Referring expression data
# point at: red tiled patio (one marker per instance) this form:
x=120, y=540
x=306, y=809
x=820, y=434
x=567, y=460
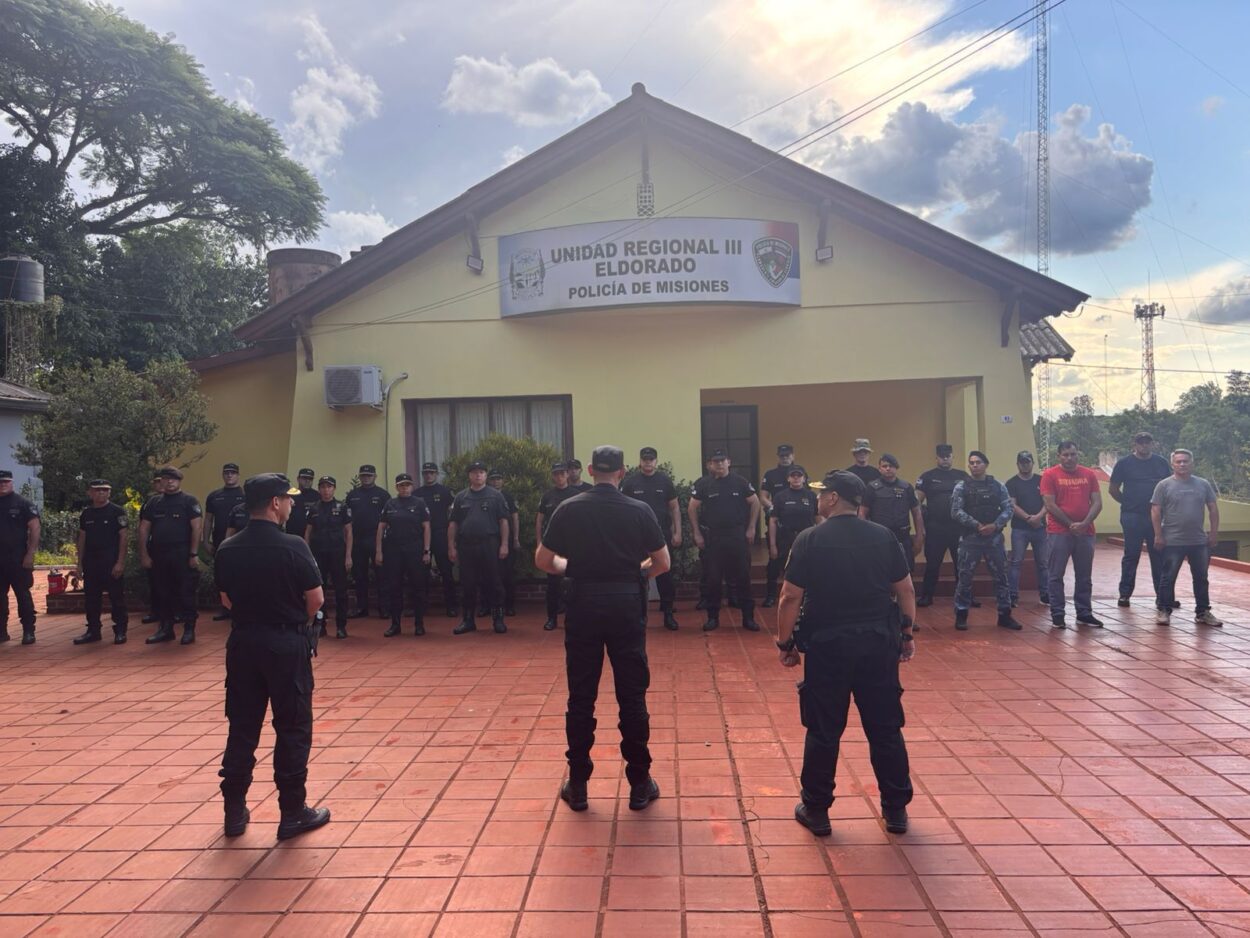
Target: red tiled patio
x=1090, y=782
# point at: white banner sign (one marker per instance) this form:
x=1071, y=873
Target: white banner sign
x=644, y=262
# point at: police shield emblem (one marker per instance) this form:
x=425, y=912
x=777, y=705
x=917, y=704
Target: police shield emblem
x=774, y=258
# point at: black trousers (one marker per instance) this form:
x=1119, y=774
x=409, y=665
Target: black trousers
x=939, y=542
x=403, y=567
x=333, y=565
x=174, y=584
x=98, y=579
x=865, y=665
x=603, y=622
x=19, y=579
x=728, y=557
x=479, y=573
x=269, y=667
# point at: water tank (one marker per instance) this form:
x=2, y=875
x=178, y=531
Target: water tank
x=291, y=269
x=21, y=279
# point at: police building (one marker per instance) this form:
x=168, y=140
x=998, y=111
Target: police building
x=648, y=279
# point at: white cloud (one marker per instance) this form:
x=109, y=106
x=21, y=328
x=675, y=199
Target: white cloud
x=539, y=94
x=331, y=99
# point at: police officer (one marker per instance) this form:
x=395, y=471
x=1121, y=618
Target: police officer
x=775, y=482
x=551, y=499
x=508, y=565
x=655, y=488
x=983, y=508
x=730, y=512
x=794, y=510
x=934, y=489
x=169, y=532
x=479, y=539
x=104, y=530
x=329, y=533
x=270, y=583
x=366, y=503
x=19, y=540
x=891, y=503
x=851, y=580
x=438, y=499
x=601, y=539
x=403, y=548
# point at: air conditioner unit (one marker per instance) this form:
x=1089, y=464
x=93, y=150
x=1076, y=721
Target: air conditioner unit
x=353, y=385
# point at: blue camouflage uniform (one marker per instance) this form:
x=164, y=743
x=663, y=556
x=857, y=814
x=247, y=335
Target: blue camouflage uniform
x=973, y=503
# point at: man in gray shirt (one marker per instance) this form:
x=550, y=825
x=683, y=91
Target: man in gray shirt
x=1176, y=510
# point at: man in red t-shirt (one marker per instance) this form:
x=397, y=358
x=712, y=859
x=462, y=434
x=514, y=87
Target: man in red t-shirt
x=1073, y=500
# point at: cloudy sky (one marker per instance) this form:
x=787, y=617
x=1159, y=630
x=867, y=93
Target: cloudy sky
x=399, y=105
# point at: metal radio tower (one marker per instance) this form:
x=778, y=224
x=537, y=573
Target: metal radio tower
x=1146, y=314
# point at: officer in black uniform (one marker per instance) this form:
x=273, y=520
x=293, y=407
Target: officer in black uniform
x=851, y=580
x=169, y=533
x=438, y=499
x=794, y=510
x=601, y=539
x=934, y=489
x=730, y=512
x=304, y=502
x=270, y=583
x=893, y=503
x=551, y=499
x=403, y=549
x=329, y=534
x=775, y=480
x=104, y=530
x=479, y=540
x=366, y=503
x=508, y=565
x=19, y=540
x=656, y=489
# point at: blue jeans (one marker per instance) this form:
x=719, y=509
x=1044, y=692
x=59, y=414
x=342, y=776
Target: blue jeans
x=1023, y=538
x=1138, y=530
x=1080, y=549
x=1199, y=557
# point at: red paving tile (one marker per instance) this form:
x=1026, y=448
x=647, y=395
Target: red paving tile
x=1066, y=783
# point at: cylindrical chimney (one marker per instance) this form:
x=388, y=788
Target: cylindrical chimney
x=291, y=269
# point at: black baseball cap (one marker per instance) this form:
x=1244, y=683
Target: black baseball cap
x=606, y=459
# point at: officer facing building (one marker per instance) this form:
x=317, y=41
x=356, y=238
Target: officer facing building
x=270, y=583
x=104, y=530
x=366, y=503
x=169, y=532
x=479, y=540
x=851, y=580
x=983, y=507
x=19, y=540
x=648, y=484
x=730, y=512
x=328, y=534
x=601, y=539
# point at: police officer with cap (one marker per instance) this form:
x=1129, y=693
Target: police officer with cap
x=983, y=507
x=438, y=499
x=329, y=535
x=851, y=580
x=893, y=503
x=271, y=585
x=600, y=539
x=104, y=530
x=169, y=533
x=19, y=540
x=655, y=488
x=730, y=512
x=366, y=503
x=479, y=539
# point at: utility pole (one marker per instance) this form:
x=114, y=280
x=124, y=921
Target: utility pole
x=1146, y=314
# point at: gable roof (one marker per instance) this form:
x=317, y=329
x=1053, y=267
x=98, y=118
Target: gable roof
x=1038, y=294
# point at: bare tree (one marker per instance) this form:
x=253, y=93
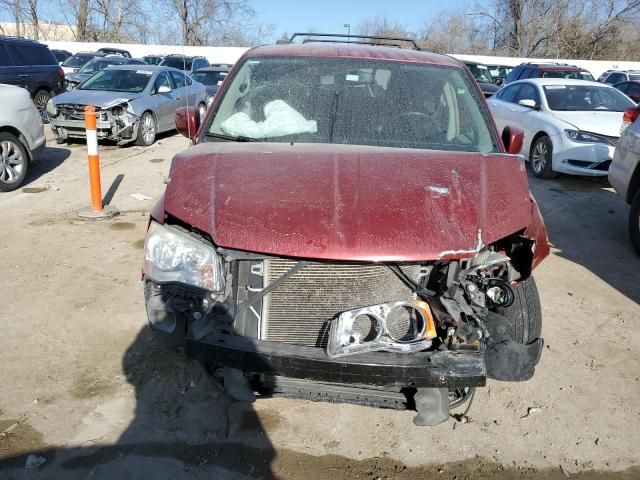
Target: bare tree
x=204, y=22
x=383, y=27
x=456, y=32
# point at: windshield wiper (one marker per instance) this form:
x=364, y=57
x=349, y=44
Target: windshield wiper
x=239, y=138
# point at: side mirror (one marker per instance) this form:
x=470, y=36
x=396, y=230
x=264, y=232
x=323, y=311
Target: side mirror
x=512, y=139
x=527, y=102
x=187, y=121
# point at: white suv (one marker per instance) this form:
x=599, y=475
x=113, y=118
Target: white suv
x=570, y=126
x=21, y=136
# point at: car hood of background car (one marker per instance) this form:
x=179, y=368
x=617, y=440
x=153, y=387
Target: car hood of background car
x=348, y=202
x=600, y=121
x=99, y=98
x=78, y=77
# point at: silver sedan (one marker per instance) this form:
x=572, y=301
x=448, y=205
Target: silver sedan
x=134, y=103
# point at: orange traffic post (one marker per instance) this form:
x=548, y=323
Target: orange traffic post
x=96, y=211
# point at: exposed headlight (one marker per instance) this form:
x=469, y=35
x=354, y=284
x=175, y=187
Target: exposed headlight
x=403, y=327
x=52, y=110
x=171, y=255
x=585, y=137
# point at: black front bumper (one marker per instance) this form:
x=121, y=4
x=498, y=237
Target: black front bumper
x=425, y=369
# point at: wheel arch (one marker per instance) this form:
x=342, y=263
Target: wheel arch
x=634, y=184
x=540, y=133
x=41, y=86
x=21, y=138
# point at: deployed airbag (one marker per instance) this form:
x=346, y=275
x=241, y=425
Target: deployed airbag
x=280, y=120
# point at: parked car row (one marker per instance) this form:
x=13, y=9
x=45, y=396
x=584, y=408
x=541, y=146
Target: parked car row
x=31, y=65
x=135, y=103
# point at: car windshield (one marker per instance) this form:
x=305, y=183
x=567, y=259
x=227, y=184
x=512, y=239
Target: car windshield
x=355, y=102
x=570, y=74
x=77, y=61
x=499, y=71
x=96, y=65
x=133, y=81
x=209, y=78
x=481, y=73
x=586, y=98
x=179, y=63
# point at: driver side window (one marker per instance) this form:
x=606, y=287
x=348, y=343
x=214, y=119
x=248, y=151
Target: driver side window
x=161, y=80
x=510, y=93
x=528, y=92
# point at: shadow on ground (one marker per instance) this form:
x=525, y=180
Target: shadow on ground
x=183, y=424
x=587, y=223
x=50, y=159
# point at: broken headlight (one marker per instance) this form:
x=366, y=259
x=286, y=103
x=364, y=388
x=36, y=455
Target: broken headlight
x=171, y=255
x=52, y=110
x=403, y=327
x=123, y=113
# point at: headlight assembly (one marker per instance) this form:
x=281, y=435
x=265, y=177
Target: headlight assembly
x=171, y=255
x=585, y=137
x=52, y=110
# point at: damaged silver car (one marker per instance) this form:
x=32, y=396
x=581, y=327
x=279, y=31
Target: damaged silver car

● **YOUR ASSIGNMENT**:
When repeating the entries, leave out every picture and keep the rest exact.

● **TASK ANSWER**:
# point at: red tiled patio (one marker per instance) this form:
x=120, y=540
x=306, y=809
x=820, y=434
x=567, y=460
Target: red tiled patio
x=1090, y=782
# point at: white banner sign (one marker per instance) this form:
x=1071, y=873
Target: white banner sign
x=644, y=262
# point at: police shield emblem (one marker per instance) this form:
x=425, y=912
x=777, y=705
x=917, y=704
Target: police shield emblem
x=774, y=258
# point at: black trousers (one marker per instance) this form:
x=1119, y=774
x=409, y=665
Target: black trousers
x=939, y=542
x=403, y=567
x=333, y=565
x=174, y=584
x=98, y=579
x=865, y=665
x=603, y=622
x=19, y=579
x=728, y=557
x=479, y=573
x=269, y=667
# point at: water tank (one marker per instance) this form:
x=2, y=875
x=178, y=531
Target: water tank
x=291, y=269
x=21, y=279
# point at: police building (one marker per instance) this form:
x=168, y=140
x=998, y=111
Target: police building
x=648, y=279
# point at: white cloud (one marker per instance) this form:
x=109, y=106
x=21, y=328
x=675, y=199
Target: white cloud
x=539, y=94
x=331, y=99
# point at: police officer (one marker per instance) this form:
x=395, y=471
x=1121, y=618
Target: police officer
x=775, y=482
x=551, y=499
x=508, y=565
x=655, y=488
x=983, y=508
x=730, y=512
x=794, y=510
x=934, y=489
x=169, y=532
x=479, y=539
x=104, y=530
x=329, y=533
x=270, y=583
x=366, y=503
x=19, y=540
x=891, y=503
x=851, y=580
x=438, y=499
x=601, y=539
x=403, y=548
# point at: air conditioner unit (one marker per instance) this form:
x=1089, y=464
x=93, y=150
x=1076, y=721
Target: air conditioner unit
x=353, y=385
# point at: blue camouflage uniform (one marker per instance) this form:
x=164, y=743
x=663, y=556
x=857, y=814
x=247, y=335
Target: blue camouflage uniform
x=973, y=503
# point at: man in gray shirt (one marker per instance) this form:
x=550, y=825
x=683, y=91
Target: man in gray shirt
x=1176, y=510
# point at: man in red t-shirt (one marker per instance) this form:
x=397, y=358
x=712, y=859
x=462, y=434
x=514, y=87
Target: man in red t-shirt
x=1073, y=500
# point at: cloudy sky (one marker per instance) this form:
x=787, y=617
x=1159, y=630
x=867, y=93
Target: cloudy sky
x=399, y=105
# point at: metal radio tower (one marker per instance) this form:
x=778, y=224
x=537, y=573
Target: metal radio tower
x=1146, y=314
# point at: officer in black uniform (one marker per instance) this form:
x=273, y=520
x=293, y=407
Target: officer in black uniform
x=851, y=580
x=169, y=533
x=438, y=499
x=794, y=510
x=601, y=539
x=934, y=489
x=730, y=512
x=304, y=502
x=270, y=583
x=893, y=503
x=551, y=499
x=403, y=549
x=329, y=534
x=775, y=480
x=104, y=530
x=479, y=540
x=366, y=503
x=508, y=565
x=19, y=540
x=656, y=489
# point at: blue jeans (one marker per instance) this form:
x=719, y=509
x=1044, y=692
x=59, y=414
x=342, y=776
Target: blue jeans
x=1023, y=538
x=1138, y=530
x=1080, y=549
x=1199, y=557
# point at: red paving tile (one marker per instance) this form:
x=1026, y=448
x=647, y=395
Target: red paving tile
x=1066, y=783
# point at: cylindrical chimney (one marker per instance) this form:
x=388, y=788
Target: cylindrical chimney
x=291, y=269
# point at: black baseball cap (one marker per instance) this form:
x=1244, y=683
Target: black baseball cap
x=606, y=459
# point at: officer facing building (one marker per instance) this form:
x=317, y=41
x=356, y=238
Target: officer facing building
x=270, y=583
x=104, y=530
x=366, y=503
x=169, y=532
x=479, y=540
x=851, y=580
x=983, y=507
x=19, y=540
x=648, y=484
x=730, y=512
x=328, y=534
x=601, y=539
# point at: police officer with cap (one marker per instance) this form:
x=1129, y=693
Target: police officer with cap
x=983, y=507
x=438, y=499
x=329, y=535
x=851, y=580
x=893, y=503
x=271, y=585
x=600, y=539
x=104, y=530
x=169, y=533
x=19, y=540
x=655, y=488
x=730, y=512
x=366, y=503
x=479, y=539
# point at: utility pole (one marker per instance) this form:
x=114, y=280
x=124, y=921
Target: utility pole
x=1146, y=314
# point at: gable roof (one marker per instance) this form:
x=317, y=329
x=1053, y=267
x=98, y=118
Target: gable roof
x=1038, y=294
# point at: bare tree (one marker per instance) this form:
x=253, y=93
Target: bare tree
x=204, y=22
x=383, y=27
x=456, y=32
# point at: windshield wiper (one marker per instance) this form:
x=364, y=57
x=349, y=44
Target: windshield wiper
x=239, y=138
# point at: side mirror (one marker per instance) this form:
x=470, y=36
x=396, y=230
x=264, y=232
x=323, y=311
Target: side mirror
x=512, y=139
x=527, y=102
x=187, y=121
# point at: white suv (one marker per instance) this form:
x=599, y=475
x=113, y=118
Target: white suv
x=570, y=126
x=21, y=136
# point at: car hood of background car (one marker per instance) this form:
x=179, y=368
x=617, y=440
x=153, y=387
Target: car hood of background car
x=348, y=202
x=600, y=121
x=99, y=98
x=78, y=77
# point at: silver sedan (one marker per instance) this form:
x=572, y=301
x=448, y=205
Target: silver sedan
x=134, y=103
# point at: orange traffic post (one marker per instance) this form:
x=548, y=323
Target: orange traffic post
x=96, y=211
# point at: exposed headlight (one marker per instance) this form:
x=469, y=35
x=354, y=284
x=175, y=187
Target: exposed headlight
x=403, y=327
x=52, y=110
x=171, y=255
x=585, y=137
# point at: black front bumper (one marker per instance) this form:
x=121, y=4
x=498, y=237
Target: black front bumper
x=425, y=369
# point at: wheel arch (one marker per instance) this form:
x=342, y=263
Target: wheel arch
x=634, y=184
x=540, y=133
x=41, y=86
x=21, y=138
# point at: deployed airbag (one marker per instance) this form:
x=346, y=275
x=241, y=425
Target: deployed airbag
x=280, y=120
# point at: parked car row (one marker per instance) this form:
x=13, y=9
x=45, y=396
x=584, y=408
x=541, y=146
Target: parked car row
x=31, y=65
x=135, y=103
# point at: car windshield (one marker per instance) this form:
x=305, y=183
x=567, y=259
x=227, y=184
x=512, y=239
Target: car windshield
x=355, y=102
x=570, y=74
x=77, y=61
x=499, y=71
x=96, y=65
x=133, y=81
x=209, y=78
x=481, y=73
x=586, y=98
x=179, y=63
# point at: driver side window (one marker per instance) this form:
x=606, y=287
x=348, y=343
x=214, y=119
x=248, y=151
Target: driver side window
x=161, y=80
x=510, y=93
x=528, y=92
# point at: shadow on ground (one marker per instance) this form:
x=525, y=180
Target: shadow on ground
x=183, y=424
x=587, y=223
x=50, y=159
# point at: broken headlight (one marker per instance) this form:
x=366, y=259
x=286, y=103
x=364, y=388
x=36, y=455
Target: broken headlight
x=171, y=255
x=52, y=110
x=403, y=327
x=123, y=113
# point at: headlight assembly (one marker per instance) this form:
x=281, y=435
x=265, y=177
Target: headlight assembly
x=171, y=255
x=585, y=137
x=52, y=110
# point at: damaged silver car (one marker per instance) this form:
x=32, y=396
x=581, y=327
x=279, y=31
Target: damaged silver car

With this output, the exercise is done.